* **PAGE EXCERPT**:

----------------------------------------

2.2 Purchase Price. Subject to the terms and conditions and in reliance
upon the representations, warranties and agreements set forth herein, the
Company shall sell to Roaring Fork for $600,000 invested in the Company (the
"Purchase Price"), and Roaring Fork shall purchase from the Company, the Shares
and the Warrants. Roaring Fork and the Company agree that the Shares and the
Warrants constitute an "investment unit" for purposes of Section 1273(c)(2) of
the Code. On or before the Closing Date, Roaring Fork shall notify the Company
of its determination of the allocation of the issue price of such investment
unit between the Shares and the Warrants in accordance with Section 1273(c)(2)
of the Code and Treasury Regulation Section 1.1273-2(h), and neither Roaring
Fork nor the Company shall take any position inconsistent with such allocation
in any tax return or in any judicial or administrative proceeding in respect of
taxes.
2.3 The Closing. Delivery of and payment for the Shares and the Warrants to
be sold to Roaring Fork will be made on the Closing Date at such place and date
as may be mutually agreeable to the Company and Roaring Fork. Delivery of the
Shares and Warrants shall be made to Roaring Fork against payment of the
$600,000, by check or by wire transfer of immediately available funds in the
manner agreed to by the Company and Roaring Fork. The Shares and the Warrants
shall be issued in the name of Roaring Fork.

----------------------------------------

* **EXTRACTED INFORMATION**:
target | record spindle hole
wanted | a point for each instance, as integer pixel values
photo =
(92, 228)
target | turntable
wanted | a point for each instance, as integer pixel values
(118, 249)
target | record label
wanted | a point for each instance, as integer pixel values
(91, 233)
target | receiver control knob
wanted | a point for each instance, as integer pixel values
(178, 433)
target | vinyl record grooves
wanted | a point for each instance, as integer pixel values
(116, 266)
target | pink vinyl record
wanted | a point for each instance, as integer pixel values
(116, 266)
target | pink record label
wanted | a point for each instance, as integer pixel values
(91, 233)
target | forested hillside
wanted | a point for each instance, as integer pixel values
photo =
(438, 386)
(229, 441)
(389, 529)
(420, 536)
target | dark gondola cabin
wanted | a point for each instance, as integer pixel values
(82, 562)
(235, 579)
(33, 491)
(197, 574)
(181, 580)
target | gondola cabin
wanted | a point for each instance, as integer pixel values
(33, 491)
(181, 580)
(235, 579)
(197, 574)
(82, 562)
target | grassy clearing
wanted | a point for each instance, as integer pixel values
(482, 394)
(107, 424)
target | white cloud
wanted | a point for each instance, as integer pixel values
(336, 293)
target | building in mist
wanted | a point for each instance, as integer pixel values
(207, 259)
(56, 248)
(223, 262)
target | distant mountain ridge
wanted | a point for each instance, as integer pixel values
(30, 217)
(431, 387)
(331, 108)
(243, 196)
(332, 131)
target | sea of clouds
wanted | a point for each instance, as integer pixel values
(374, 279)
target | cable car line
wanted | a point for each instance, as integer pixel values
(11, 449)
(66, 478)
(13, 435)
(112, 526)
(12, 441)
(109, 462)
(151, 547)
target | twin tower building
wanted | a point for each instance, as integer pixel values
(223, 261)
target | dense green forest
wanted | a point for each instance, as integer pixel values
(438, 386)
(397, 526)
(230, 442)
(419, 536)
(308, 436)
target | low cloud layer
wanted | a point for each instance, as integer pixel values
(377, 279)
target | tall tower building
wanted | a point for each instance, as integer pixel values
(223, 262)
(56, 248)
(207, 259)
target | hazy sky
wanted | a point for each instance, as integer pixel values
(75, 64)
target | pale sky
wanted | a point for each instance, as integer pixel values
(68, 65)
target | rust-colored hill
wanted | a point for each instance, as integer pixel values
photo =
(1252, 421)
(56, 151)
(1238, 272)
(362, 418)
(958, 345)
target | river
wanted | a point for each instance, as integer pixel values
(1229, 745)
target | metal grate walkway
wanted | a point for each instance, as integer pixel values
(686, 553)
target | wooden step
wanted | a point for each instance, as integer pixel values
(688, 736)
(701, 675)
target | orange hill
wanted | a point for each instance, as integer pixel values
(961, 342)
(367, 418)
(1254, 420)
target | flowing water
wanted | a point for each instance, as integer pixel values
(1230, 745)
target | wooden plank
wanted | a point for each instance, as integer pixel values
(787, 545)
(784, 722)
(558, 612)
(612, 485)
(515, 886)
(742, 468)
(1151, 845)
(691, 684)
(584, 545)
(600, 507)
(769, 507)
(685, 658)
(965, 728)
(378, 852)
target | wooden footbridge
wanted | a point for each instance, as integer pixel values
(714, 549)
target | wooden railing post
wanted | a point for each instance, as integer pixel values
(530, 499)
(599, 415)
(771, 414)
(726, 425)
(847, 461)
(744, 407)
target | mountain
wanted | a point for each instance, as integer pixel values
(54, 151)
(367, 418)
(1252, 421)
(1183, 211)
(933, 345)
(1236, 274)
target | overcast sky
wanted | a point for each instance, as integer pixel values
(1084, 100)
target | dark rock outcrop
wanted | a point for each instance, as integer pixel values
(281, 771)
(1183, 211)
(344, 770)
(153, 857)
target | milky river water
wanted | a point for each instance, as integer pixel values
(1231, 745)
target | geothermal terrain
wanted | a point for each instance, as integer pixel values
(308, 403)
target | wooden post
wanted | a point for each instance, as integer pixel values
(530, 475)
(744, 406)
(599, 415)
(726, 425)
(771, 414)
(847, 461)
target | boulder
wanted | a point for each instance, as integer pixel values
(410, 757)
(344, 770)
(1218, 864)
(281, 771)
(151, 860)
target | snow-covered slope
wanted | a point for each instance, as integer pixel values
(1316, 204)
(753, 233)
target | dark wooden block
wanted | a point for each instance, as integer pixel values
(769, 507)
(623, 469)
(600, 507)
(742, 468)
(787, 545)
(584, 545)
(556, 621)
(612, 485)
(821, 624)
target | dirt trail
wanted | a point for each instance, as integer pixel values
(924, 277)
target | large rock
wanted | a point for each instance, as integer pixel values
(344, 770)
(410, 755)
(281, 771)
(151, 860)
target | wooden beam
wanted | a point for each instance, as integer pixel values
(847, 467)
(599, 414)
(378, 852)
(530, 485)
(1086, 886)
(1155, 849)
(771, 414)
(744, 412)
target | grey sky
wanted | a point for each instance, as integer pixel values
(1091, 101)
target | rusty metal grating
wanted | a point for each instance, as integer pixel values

----------------------------------------

* **TASK PROMPT**: Write out the purchase agreement excerpt word for word from "2.2 Purchase Price." to "with Section 1273(c)(2)".

* **RESULT**:
2.2 Purchase Price. Subject to the terms and conditions and in reliance
upon the representations, warranties and agreements set forth herein, the
Company shall sell to Roaring Fork for $600,000 invested in the Company (the
"Purchase Price"), and Roaring Fork shall purchase from the Company, the Shares
and the Warrants. Roaring Fork and the Company agree that the Shares and the
Warrants constitute an "investment unit" for purposes of Section 1273(c)(2) of
the Code. On or before the Closing Date, Roaring Fork shall notify the Company
of its determination of the allocation of the issue price of such investment
unit between the Shares and the Warrants in accordance with Section 1273(c)(2)